═══ FRAGMENTO MOSTRADO ═══

Precisamente en el mismo local donde los jóvenes, casi niños en muchos casos, se afanan por hincharse a cerveza, hace una década acudían muchos de esos infantes de la mano de sus padres a comprar juguetes. La juguetería «Pumba» cerró y se llevó consigo un escaparate repleto de superhéroes de goma, muñecas rubias de plástico y coches teledirigidos que podían, y de hecho debían, revolcarse por los parques hasta que la batería lo permitiera. En una ocasión, mi madre me retó a conseguir uno de los supermanes de plástico compacto: «Cada semana que te portes bien y no digas tacos estarás 100 pesetas más cerca de llevarte el muñeco». El Superman costaba 600 pesetas, y me llevó tres meses conseguir el objetivo, lo cual habla muy bien de la paciencia de mi madre y muy mal de aquel puñetero niño.

La otra juguetería que recuerdo en el barrio, también cerrada hace años, estaba en la plaza República Dominicana. Allí el 14 de julio de 1986, siete años antes de que yo llegará a Chamartín, ETA hizo estallar una furgoneta-bomba cuando pasaba un autobús de la Guardia Civil con dirección a la Escuela de Tráfico de la calle Príncipe de Vergara –el lugar desde donde partió Antonio Tejero dispuesto a secuestrar la imberbe Democracia el 23 de febrero de 1981–. En el atentado, la banda terrorista mató a cinco guardias civiles. Y aunque los estragos de la explosión siguieron visibles durante años, para mí aquel lugar no tenía nada de triste. Allí estaba mi juguetería preferida, donde mi padre fue a elegir el «Accion Man Ninja», cuya muñeca  retorcí una y otra vez en una espiral inverosímil, y el muñeco de Buzz Lightyear que se quedó ronco de repetir: «I´m Buzz Lightyear. I come peace».

═══ MATERIAL ═══

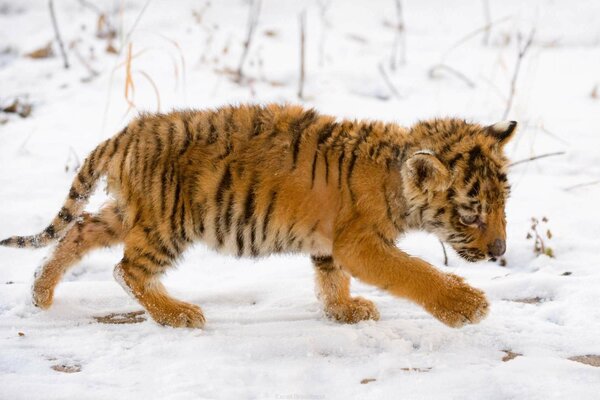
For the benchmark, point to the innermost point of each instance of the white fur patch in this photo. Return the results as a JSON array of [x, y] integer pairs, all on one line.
[[502, 126], [424, 151]]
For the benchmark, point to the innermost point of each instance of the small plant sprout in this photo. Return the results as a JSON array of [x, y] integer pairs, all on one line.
[[540, 234]]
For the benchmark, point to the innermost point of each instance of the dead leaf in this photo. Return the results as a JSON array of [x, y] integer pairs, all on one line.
[[133, 317], [67, 368], [588, 359], [42, 52], [529, 300], [18, 107], [111, 49], [425, 369], [510, 355]]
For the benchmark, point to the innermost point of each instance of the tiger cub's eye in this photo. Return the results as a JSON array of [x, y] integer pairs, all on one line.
[[469, 219]]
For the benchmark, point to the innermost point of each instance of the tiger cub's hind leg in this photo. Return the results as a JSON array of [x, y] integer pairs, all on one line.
[[146, 258], [91, 231], [333, 289]]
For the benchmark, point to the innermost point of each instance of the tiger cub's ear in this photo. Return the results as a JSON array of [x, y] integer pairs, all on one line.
[[423, 171], [502, 131]]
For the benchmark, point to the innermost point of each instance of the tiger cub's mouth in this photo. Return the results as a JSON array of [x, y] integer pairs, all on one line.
[[472, 255]]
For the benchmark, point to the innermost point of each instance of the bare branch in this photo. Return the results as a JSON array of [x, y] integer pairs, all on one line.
[[323, 7], [302, 20], [513, 83], [443, 67], [488, 20], [137, 20], [580, 185], [252, 22], [473, 34], [399, 46], [57, 34], [558, 153], [388, 82]]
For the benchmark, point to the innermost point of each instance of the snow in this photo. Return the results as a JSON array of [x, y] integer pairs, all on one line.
[[266, 336]]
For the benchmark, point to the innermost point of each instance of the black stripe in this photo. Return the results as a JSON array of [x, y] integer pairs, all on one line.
[[298, 128], [187, 134], [325, 133], [199, 211], [390, 214], [351, 164], [314, 170], [212, 130], [229, 213], [474, 155], [145, 270], [50, 231], [250, 201], [175, 206], [340, 165], [267, 217], [115, 142], [240, 238], [125, 154], [474, 190], [253, 249], [224, 185], [73, 194], [158, 244], [163, 188], [257, 124], [182, 230], [326, 159]]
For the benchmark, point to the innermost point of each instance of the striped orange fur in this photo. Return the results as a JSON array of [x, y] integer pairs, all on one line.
[[255, 180]]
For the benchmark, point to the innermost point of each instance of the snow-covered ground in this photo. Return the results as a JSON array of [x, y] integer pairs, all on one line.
[[266, 337]]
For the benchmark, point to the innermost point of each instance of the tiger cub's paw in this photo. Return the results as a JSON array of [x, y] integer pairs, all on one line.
[[459, 304], [41, 296], [352, 311], [179, 314]]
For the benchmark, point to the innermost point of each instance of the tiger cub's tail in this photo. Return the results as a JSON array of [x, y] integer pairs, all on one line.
[[93, 168]]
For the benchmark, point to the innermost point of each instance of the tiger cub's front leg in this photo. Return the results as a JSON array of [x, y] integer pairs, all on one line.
[[146, 258], [333, 289], [374, 260]]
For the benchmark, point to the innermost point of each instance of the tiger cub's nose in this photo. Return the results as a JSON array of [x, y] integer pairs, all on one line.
[[497, 248]]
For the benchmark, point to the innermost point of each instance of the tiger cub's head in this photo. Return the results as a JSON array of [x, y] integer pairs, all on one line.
[[454, 180]]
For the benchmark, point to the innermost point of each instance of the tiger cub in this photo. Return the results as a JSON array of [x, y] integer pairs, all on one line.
[[256, 180]]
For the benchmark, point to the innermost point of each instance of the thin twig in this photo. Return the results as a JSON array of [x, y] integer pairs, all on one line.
[[445, 254], [488, 20], [302, 20], [452, 71], [57, 34], [388, 82], [399, 38], [252, 22], [137, 20], [513, 83], [323, 7], [93, 73], [580, 185], [473, 34], [558, 153]]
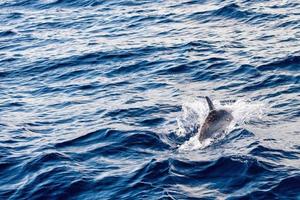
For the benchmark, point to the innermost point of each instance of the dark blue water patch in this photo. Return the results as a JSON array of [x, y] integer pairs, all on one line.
[[273, 154], [291, 63], [225, 174], [8, 33], [269, 82]]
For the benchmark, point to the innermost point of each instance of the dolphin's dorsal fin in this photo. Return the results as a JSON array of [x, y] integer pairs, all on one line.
[[210, 104]]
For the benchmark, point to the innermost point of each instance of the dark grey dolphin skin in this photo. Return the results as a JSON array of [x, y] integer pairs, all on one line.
[[215, 123]]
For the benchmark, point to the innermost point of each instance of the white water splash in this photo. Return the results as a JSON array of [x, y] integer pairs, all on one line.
[[194, 113]]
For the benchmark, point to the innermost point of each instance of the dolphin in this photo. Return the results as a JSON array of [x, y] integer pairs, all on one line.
[[215, 123]]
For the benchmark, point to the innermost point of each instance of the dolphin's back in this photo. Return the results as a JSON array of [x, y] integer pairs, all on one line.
[[215, 123]]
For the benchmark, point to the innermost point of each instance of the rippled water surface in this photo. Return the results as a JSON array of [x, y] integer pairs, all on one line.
[[103, 99]]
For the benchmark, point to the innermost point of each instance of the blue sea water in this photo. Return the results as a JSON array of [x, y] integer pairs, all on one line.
[[103, 99]]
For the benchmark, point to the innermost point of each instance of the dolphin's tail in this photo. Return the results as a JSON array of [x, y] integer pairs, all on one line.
[[210, 104]]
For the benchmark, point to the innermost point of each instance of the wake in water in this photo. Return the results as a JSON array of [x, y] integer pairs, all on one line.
[[195, 111]]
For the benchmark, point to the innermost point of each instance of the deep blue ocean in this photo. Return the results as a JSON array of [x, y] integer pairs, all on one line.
[[103, 99]]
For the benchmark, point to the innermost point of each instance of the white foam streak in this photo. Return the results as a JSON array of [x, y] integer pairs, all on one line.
[[194, 113]]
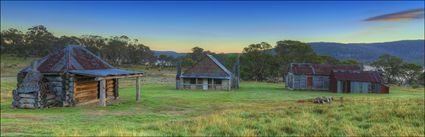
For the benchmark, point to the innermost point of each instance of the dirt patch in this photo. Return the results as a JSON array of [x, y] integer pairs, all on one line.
[[5, 131], [26, 118], [301, 101]]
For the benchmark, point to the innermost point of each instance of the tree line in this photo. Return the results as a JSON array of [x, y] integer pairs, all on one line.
[[38, 41], [258, 62]]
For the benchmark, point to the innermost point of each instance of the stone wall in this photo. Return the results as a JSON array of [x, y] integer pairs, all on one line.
[[27, 94]]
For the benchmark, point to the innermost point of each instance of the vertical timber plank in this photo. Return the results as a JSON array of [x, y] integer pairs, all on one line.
[[116, 87], [102, 95], [137, 88]]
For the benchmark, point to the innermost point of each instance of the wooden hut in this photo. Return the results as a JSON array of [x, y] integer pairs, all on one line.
[[357, 82], [207, 74], [69, 77], [306, 76]]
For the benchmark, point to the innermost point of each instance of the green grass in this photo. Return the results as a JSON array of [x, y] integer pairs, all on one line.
[[255, 109]]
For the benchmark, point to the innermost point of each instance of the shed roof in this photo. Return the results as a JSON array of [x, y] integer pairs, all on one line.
[[78, 60], [208, 67], [362, 76], [318, 69], [104, 72]]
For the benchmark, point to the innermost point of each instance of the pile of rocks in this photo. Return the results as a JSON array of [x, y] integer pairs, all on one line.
[[27, 95], [323, 100]]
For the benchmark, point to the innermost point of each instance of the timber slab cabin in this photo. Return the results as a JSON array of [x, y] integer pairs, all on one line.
[[335, 78], [207, 74], [69, 77]]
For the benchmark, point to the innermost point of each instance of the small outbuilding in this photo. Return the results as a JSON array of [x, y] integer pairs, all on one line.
[[69, 77], [307, 76], [207, 74], [336, 78], [357, 82]]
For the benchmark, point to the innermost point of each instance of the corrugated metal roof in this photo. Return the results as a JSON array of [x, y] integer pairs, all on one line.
[[319, 69], [104, 72], [72, 57], [209, 67], [363, 76], [78, 60]]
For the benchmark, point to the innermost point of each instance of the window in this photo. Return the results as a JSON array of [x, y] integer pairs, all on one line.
[[192, 81], [217, 81]]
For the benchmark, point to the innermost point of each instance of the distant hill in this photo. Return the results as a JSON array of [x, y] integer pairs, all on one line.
[[168, 53], [408, 50]]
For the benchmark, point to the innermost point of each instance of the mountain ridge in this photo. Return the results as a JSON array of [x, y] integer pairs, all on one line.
[[408, 50]]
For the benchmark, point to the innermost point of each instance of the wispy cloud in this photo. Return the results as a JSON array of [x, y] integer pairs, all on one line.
[[400, 16]]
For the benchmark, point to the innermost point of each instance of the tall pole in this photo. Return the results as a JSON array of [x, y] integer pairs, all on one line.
[[138, 89], [102, 95]]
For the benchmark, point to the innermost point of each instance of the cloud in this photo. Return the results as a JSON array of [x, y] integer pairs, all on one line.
[[400, 16]]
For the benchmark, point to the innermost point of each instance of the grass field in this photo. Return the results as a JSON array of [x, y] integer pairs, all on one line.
[[254, 109]]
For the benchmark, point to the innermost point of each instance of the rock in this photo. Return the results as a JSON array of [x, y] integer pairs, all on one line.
[[55, 84], [26, 106], [50, 96], [57, 89], [28, 96], [323, 99], [58, 79], [27, 101]]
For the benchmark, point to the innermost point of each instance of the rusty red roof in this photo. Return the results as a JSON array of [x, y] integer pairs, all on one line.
[[70, 58], [208, 67], [318, 69], [362, 76]]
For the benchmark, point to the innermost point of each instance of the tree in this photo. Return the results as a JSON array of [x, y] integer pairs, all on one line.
[[410, 73], [349, 62], [389, 66], [13, 41], [257, 62], [40, 41], [289, 51]]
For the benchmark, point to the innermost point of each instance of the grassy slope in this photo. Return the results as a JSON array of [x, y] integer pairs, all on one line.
[[255, 109]]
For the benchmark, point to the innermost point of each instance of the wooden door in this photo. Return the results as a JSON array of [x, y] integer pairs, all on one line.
[[309, 82], [110, 83], [205, 84], [86, 90]]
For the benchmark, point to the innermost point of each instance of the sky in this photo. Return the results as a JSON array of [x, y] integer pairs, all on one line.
[[222, 26]]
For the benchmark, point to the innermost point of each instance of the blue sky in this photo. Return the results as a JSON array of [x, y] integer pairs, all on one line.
[[218, 26]]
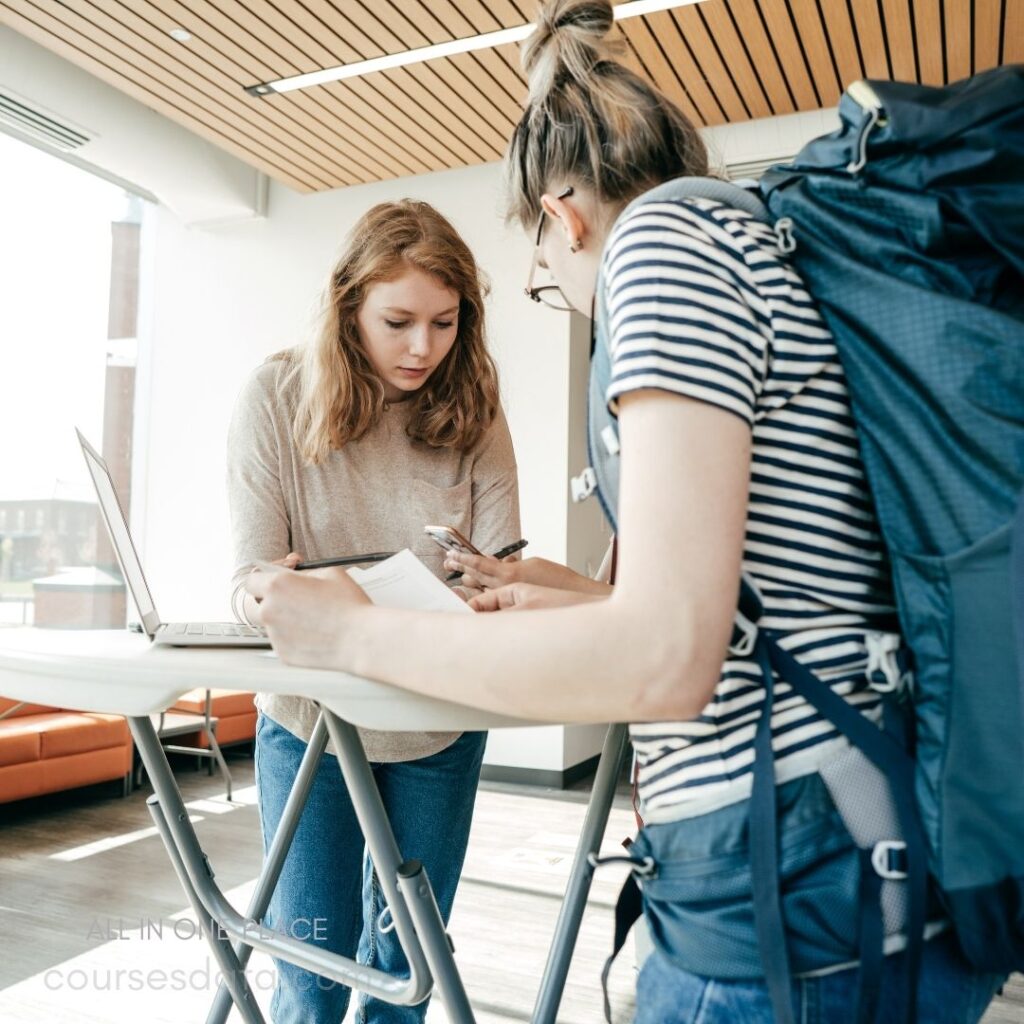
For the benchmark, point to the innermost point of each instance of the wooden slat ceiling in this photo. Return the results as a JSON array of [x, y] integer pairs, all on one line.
[[723, 60]]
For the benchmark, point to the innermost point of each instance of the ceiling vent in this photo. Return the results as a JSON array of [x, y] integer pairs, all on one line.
[[753, 169], [23, 117]]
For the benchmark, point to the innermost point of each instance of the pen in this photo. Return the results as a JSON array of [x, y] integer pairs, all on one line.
[[323, 563], [510, 549]]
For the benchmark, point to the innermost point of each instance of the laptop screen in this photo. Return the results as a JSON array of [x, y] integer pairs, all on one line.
[[118, 528]]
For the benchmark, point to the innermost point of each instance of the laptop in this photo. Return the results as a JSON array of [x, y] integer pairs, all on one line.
[[175, 634]]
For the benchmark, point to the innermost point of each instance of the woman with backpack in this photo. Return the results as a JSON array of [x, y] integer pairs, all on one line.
[[736, 453]]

═══

CONSIGNA 1:
Reproduce literalmente el texto sobre las jugueterías del barrio entre "Precisamente en el" y "aquel puñetero niño.", ambos incluidos.
CONSIGNA 2:
Según el texto sobre las jugueterías del barrio, ¿qué precio tenía el Superman de plástico?
Los registros proceden de una fuente distinta.

RESPUESTA 1:
Precisamente en el mismo local donde los jóvenes, casi niños en muchos casos, se afanan por hincharse a cerveza, hace una década acudían muchos de esos infantes de la mano de sus padres a comprar juguetes. La juguetería «Pumba» cerró y se llevó consigo un escaparate repleto de superhéroes de goma, muñecas rubias de plástico y coches teledirigidos que podían, y de hecho debían, revolcarse por los parques hasta que la batería lo permitiera. En una ocasión, mi madre me retó a conseguir uno de los supermanes de plástico compacto: «Cada semana que te portes bien y no digas tacos estarás 100 pesetas más cerca de llevarte el muñeco». El Superman costaba 600 pesetas, y me llevó tres meses conseguir el objetivo, lo cual habla muy bien de la paciencia de mi madre y muy mal de aquel puñetero niño.

RESPUESTA 2:
600 pesetas.